What is required:
Could you retype each of the following lines without changing a single character?

Data section:

____

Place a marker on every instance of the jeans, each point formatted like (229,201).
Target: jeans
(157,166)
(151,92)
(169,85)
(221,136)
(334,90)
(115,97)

____

Correct output:
Place a marker on every instance of the jeans, each point formatted like (229,201).
Target: jeans
(157,166)
(151,92)
(169,85)
(221,136)
(334,90)
(115,97)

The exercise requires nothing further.